▶ **STATED GOAL**:
Reproduce the items from the line that contains "the mud, each" through the line that contains "254 143 L 137", substituting "very useful" for "most helpful" and leaving everything else unchanged.

▶ **DATASET ROWS**:
________________________________________

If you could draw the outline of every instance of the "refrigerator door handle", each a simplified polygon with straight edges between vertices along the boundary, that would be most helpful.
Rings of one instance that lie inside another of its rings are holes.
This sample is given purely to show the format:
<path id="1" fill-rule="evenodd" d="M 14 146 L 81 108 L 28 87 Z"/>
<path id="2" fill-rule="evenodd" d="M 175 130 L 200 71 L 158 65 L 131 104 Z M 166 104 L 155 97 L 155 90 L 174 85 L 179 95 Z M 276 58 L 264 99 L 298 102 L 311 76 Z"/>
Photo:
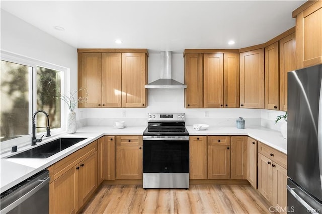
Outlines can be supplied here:
<path id="1" fill-rule="evenodd" d="M 305 200 L 304 200 L 301 197 L 300 197 L 299 195 L 298 195 L 297 193 L 296 193 L 296 192 L 295 192 L 295 191 L 294 190 L 294 189 L 296 189 L 291 188 L 290 186 L 289 186 L 288 185 L 287 185 L 287 190 L 288 190 L 288 191 L 290 192 L 291 194 L 292 194 L 292 195 L 293 195 L 294 197 L 295 197 L 295 199 L 298 201 L 298 202 L 301 203 L 301 204 L 303 205 L 306 209 L 307 209 L 308 210 L 309 210 L 310 213 L 317 214 L 318 212 L 317 212 L 313 207 L 307 204 L 307 203 L 306 203 Z"/>

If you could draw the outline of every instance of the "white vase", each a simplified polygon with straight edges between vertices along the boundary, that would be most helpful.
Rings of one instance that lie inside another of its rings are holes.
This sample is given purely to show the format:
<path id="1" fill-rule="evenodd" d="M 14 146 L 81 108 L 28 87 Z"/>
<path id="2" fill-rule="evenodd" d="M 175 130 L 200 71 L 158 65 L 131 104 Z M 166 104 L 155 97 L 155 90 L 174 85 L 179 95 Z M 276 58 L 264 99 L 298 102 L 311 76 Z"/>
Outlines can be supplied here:
<path id="1" fill-rule="evenodd" d="M 287 122 L 283 123 L 281 124 L 281 132 L 283 137 L 287 139 Z"/>
<path id="2" fill-rule="evenodd" d="M 72 134 L 75 133 L 76 130 L 76 113 L 75 112 L 69 112 L 67 117 L 66 131 L 68 134 Z"/>

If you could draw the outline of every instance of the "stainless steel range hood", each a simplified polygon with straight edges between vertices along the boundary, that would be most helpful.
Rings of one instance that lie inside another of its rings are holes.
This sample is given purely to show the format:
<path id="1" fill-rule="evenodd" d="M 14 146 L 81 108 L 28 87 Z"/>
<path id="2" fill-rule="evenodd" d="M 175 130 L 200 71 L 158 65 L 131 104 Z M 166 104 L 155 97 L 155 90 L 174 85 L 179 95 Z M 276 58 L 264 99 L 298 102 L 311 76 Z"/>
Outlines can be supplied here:
<path id="1" fill-rule="evenodd" d="M 163 59 L 161 78 L 145 85 L 145 88 L 168 89 L 187 88 L 187 85 L 171 79 L 171 51 L 163 51 L 161 54 Z"/>

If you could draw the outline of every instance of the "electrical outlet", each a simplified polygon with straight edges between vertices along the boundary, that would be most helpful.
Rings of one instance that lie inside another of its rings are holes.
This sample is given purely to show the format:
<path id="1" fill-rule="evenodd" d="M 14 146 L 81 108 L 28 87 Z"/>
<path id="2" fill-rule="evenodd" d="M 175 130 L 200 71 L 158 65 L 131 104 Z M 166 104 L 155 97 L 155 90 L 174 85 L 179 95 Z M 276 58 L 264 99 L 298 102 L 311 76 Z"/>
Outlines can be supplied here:
<path id="1" fill-rule="evenodd" d="M 209 117 L 209 111 L 205 111 L 205 117 Z"/>

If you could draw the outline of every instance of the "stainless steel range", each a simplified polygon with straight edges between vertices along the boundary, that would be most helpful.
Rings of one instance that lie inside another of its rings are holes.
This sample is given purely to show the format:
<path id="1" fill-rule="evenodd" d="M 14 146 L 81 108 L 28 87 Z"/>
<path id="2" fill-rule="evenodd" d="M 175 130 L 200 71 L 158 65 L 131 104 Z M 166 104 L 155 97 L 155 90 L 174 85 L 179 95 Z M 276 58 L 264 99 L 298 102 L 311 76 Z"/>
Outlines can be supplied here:
<path id="1" fill-rule="evenodd" d="M 185 114 L 149 113 L 143 135 L 143 188 L 189 188 Z"/>

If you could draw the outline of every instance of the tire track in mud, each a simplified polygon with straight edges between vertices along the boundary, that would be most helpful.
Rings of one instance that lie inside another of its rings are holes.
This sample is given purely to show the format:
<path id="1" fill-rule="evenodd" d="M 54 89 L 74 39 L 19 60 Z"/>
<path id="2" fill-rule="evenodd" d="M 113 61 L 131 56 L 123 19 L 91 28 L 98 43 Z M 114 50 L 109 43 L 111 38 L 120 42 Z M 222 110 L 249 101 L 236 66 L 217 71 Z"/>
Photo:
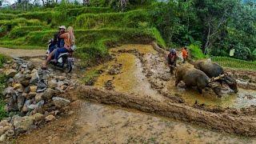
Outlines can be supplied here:
<path id="1" fill-rule="evenodd" d="M 166 99 L 159 102 L 128 94 L 105 90 L 92 86 L 80 86 L 76 94 L 82 99 L 136 109 L 201 126 L 246 136 L 256 136 L 256 118 L 234 116 L 228 113 L 212 113 Z"/>
<path id="2" fill-rule="evenodd" d="M 119 50 L 118 52 L 133 54 L 140 59 L 143 68 L 142 74 L 145 74 L 153 90 L 164 96 L 161 102 L 150 97 L 138 97 L 138 95 L 135 96 L 136 94 L 83 86 L 78 88 L 79 94 L 80 94 L 80 97 L 97 102 L 117 105 L 174 118 L 228 133 L 247 136 L 256 135 L 255 106 L 238 110 L 229 107 L 206 107 L 203 105 L 194 103 L 191 106 L 176 94 L 166 91 L 165 86 L 174 78 L 170 76 L 168 67 L 165 64 L 166 51 L 158 48 L 155 44 L 153 44 L 153 46 L 158 51 L 157 54 L 145 54 L 134 49 Z M 210 96 L 212 95 L 210 94 Z"/>

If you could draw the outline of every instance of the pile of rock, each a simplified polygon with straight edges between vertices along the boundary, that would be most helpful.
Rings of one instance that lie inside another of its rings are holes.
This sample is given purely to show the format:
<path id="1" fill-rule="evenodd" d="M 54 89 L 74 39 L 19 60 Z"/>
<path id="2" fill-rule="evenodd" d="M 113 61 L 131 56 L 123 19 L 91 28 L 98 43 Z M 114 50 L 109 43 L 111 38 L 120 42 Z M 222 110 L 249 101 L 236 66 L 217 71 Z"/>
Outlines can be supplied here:
<path id="1" fill-rule="evenodd" d="M 27 131 L 36 122 L 54 120 L 70 103 L 58 95 L 76 84 L 66 74 L 42 70 L 21 58 L 8 63 L 5 66 L 8 86 L 2 94 L 6 110 L 14 116 L 0 122 L 0 141 Z"/>

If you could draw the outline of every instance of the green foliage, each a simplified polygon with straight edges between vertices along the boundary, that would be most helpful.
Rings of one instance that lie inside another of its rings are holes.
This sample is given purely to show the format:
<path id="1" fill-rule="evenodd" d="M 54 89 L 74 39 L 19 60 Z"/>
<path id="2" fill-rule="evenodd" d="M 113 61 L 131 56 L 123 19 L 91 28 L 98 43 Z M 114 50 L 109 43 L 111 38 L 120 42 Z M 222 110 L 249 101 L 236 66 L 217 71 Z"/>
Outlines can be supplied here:
<path id="1" fill-rule="evenodd" d="M 158 2 L 150 9 L 152 24 L 169 47 L 202 42 L 204 53 L 228 56 L 231 49 L 246 47 L 253 51 L 256 43 L 256 7 L 238 0 L 189 0 Z M 245 54 L 245 53 L 243 53 Z M 246 58 L 252 60 L 246 53 Z"/>
<path id="2" fill-rule="evenodd" d="M 16 26 L 11 30 L 8 37 L 10 38 L 18 38 L 30 33 L 30 31 L 41 31 L 43 26 Z"/>
<path id="3" fill-rule="evenodd" d="M 203 54 L 199 46 L 191 44 L 189 46 L 189 50 L 190 51 L 190 54 L 191 54 L 192 58 L 194 58 L 195 60 L 203 59 L 206 58 L 206 55 Z"/>
<path id="4" fill-rule="evenodd" d="M 235 48 L 234 58 L 242 60 L 250 60 L 251 52 L 249 48 L 238 46 Z"/>
<path id="5" fill-rule="evenodd" d="M 86 14 L 77 18 L 76 26 L 83 29 L 102 27 L 139 27 L 141 22 L 149 21 L 146 10 L 132 10 L 126 13 Z"/>
<path id="6" fill-rule="evenodd" d="M 9 58 L 2 54 L 0 54 L 0 68 L 3 66 L 3 64 L 8 60 Z M 1 78 L 0 78 L 1 80 Z"/>
<path id="7" fill-rule="evenodd" d="M 0 54 L 0 67 L 2 67 L 3 64 L 7 61 L 8 58 L 3 54 Z M 7 113 L 5 110 L 6 103 L 2 100 L 2 92 L 6 87 L 6 77 L 0 74 L 0 120 L 7 116 Z"/>
<path id="8" fill-rule="evenodd" d="M 8 116 L 7 112 L 5 110 L 5 106 L 6 103 L 3 100 L 0 99 L 0 120 Z"/>
<path id="9" fill-rule="evenodd" d="M 211 59 L 224 67 L 256 70 L 256 62 L 248 62 L 226 57 L 214 57 Z"/>

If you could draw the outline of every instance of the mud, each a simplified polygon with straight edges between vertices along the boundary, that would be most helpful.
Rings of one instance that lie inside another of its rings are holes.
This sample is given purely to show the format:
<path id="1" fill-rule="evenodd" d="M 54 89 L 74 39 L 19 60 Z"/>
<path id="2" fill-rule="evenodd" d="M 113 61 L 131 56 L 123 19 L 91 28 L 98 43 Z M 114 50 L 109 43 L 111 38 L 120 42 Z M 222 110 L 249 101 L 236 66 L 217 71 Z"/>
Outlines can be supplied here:
<path id="1" fill-rule="evenodd" d="M 82 86 L 78 89 L 77 94 L 80 98 L 93 102 L 137 109 L 228 133 L 256 136 L 256 118 L 250 116 L 238 116 L 225 112 L 218 114 L 208 112 L 183 104 L 174 103 L 167 98 L 159 102 L 150 98 L 90 86 Z"/>
<path id="2" fill-rule="evenodd" d="M 254 143 L 137 110 L 80 102 L 77 112 L 18 138 L 16 143 Z"/>
<path id="3" fill-rule="evenodd" d="M 100 89 L 83 88 L 85 91 L 81 93 L 89 94 L 82 95 L 83 98 L 195 122 L 229 133 L 255 135 L 254 90 L 239 88 L 239 92 L 234 94 L 224 86 L 222 98 L 219 98 L 210 89 L 200 94 L 193 88 L 185 89 L 182 84 L 175 87 L 174 75 L 169 73 L 166 63 L 166 51 L 154 45 L 125 45 L 110 49 L 110 52 L 115 60 L 102 67 L 111 70 L 113 66 L 120 65 L 122 68 L 118 70 L 120 73 L 111 75 L 103 72 L 94 85 Z M 105 82 L 110 79 L 114 88 L 102 91 Z M 123 98 L 119 94 L 124 94 Z"/>
<path id="4" fill-rule="evenodd" d="M 224 87 L 222 98 L 210 90 L 200 94 L 182 83 L 174 86 L 167 52 L 155 44 L 124 45 L 110 51 L 113 58 L 93 68 L 100 72 L 94 86 L 81 86 L 66 94 L 73 101 L 82 99 L 70 106 L 74 114 L 21 136 L 17 143 L 256 142 L 250 138 L 256 136 L 254 89 L 239 86 L 235 94 Z M 253 73 L 237 74 L 238 80 L 255 83 Z"/>

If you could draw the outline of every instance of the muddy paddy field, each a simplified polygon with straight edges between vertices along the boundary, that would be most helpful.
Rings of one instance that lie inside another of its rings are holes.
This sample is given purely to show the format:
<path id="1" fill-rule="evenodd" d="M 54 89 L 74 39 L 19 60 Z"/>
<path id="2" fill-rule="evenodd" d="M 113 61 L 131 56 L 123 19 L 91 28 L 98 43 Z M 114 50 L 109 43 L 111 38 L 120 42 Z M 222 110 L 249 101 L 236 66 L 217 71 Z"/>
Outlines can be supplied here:
<path id="1" fill-rule="evenodd" d="M 255 143 L 255 73 L 234 74 L 238 93 L 223 87 L 200 94 L 174 86 L 166 51 L 152 45 L 124 45 L 110 50 L 112 60 L 98 71 L 92 86 L 69 94 L 74 114 L 19 137 L 34 143 Z M 82 76 L 84 77 L 84 76 Z M 107 104 L 107 105 L 105 105 Z"/>

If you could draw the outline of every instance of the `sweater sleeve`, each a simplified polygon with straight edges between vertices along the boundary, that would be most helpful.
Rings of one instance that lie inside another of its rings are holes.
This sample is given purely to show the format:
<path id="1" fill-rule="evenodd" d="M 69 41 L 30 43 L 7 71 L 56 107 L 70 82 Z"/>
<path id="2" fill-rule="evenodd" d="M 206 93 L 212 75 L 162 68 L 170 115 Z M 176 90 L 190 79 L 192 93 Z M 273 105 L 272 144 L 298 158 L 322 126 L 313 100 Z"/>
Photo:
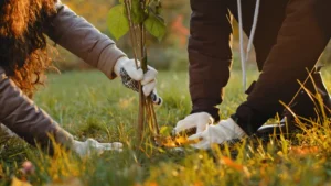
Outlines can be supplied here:
<path id="1" fill-rule="evenodd" d="M 50 39 L 102 70 L 108 78 L 115 78 L 114 66 L 117 59 L 126 54 L 116 47 L 113 40 L 60 0 L 56 10 L 56 15 L 45 29 Z"/>
<path id="2" fill-rule="evenodd" d="M 55 142 L 70 146 L 73 136 L 63 130 L 47 113 L 35 106 L 0 67 L 0 123 L 32 145 L 51 147 Z"/>

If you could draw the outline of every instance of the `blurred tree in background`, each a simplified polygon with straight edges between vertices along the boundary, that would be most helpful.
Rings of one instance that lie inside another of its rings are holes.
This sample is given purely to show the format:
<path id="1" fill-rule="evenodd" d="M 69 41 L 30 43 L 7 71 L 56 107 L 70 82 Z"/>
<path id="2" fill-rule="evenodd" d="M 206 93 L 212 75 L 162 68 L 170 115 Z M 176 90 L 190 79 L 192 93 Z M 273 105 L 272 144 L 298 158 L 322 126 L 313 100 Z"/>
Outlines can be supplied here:
<path id="1" fill-rule="evenodd" d="M 107 29 L 107 14 L 110 8 L 118 3 L 118 0 L 62 0 L 62 2 L 73 9 L 78 15 L 84 17 L 87 21 L 93 23 L 103 33 L 114 39 Z M 188 69 L 186 43 L 189 37 L 190 14 L 190 0 L 162 0 L 162 17 L 166 20 L 168 32 L 162 41 L 150 36 L 148 57 L 152 66 L 158 69 Z M 237 39 L 237 24 L 234 22 L 234 68 L 239 67 Z M 116 41 L 116 43 L 132 57 L 129 35 Z M 65 50 L 60 48 L 58 53 L 60 55 L 55 57 L 55 65 L 61 70 L 88 68 L 88 65 Z M 255 62 L 254 54 L 250 54 L 250 65 L 256 66 L 255 63 L 252 63 Z M 321 63 L 331 63 L 331 45 L 328 46 L 321 57 Z"/>

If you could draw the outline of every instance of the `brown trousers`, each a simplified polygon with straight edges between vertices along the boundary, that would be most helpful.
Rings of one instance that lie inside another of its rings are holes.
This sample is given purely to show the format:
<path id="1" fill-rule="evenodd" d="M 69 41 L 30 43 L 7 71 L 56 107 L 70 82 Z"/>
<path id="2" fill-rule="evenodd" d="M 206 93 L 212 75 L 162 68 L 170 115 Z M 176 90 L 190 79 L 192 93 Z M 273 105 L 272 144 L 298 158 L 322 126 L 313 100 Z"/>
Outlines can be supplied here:
<path id="1" fill-rule="evenodd" d="M 267 119 L 281 112 L 279 100 L 289 102 L 311 69 L 330 34 L 319 24 L 319 0 L 261 0 L 254 46 L 261 72 L 236 113 L 237 123 L 254 133 Z M 249 35 L 256 0 L 243 2 L 244 31 Z M 189 41 L 192 112 L 206 111 L 218 119 L 216 105 L 229 78 L 232 25 L 237 19 L 235 0 L 191 0 Z"/>

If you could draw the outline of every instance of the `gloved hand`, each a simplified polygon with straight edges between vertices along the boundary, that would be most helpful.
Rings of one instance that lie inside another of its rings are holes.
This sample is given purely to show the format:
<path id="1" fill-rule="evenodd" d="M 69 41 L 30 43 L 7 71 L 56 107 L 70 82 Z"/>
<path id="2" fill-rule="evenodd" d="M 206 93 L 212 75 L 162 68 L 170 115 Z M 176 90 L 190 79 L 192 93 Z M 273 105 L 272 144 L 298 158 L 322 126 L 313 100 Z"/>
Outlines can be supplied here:
<path id="1" fill-rule="evenodd" d="M 192 113 L 185 119 L 179 121 L 172 131 L 173 135 L 177 135 L 189 129 L 196 129 L 196 133 L 203 132 L 209 124 L 213 124 L 214 119 L 207 112 Z"/>
<path id="2" fill-rule="evenodd" d="M 195 149 L 207 150 L 212 144 L 222 144 L 226 141 L 242 139 L 246 135 L 242 128 L 229 118 L 220 121 L 216 125 L 207 125 L 203 132 L 193 134 L 189 140 L 201 140 L 196 144 L 192 144 Z"/>
<path id="3" fill-rule="evenodd" d="M 115 64 L 114 73 L 121 78 L 122 84 L 127 88 L 130 88 L 134 91 L 139 91 L 140 81 L 143 95 L 151 96 L 152 101 L 156 105 L 162 103 L 162 99 L 158 96 L 156 90 L 156 77 L 158 72 L 154 68 L 148 66 L 148 72 L 143 74 L 141 68 L 137 69 L 135 59 L 120 57 Z"/>
<path id="4" fill-rule="evenodd" d="M 119 142 L 114 143 L 99 143 L 94 139 L 87 139 L 85 142 L 74 140 L 72 151 L 77 153 L 81 157 L 89 156 L 95 152 L 102 154 L 105 151 L 122 151 L 122 144 Z"/>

________________________________________

▶ **ANSWER TO THIS EXERCISE**:
If you could draw the outline of every instance of the mud, each a simplified polygon with straight edges between vertices along the boundary, that would be very useful.
Rings of one instance that lie inside another of its rings are holes.
This sample is given purely to show the format:
<path id="1" fill-rule="evenodd" d="M 54 89 L 74 39 L 19 60 Z"/>
<path id="2" fill-rule="evenodd" d="M 113 61 L 131 56 L 123 19 L 91 28 L 98 43 Z M 114 50 L 109 43 L 111 38 L 120 42 Z M 222 110 L 249 101 L 236 66 L 217 71 Z"/>
Outlines can be supplied here:
<path id="1" fill-rule="evenodd" d="M 82 86 L 78 89 L 77 94 L 80 98 L 93 102 L 137 109 L 228 133 L 256 136 L 256 118 L 250 116 L 238 116 L 225 112 L 218 114 L 208 112 L 183 104 L 174 103 L 167 98 L 159 102 L 150 98 L 90 86 Z"/>
<path id="2" fill-rule="evenodd" d="M 254 143 L 137 110 L 80 102 L 77 112 L 18 138 L 16 143 Z"/>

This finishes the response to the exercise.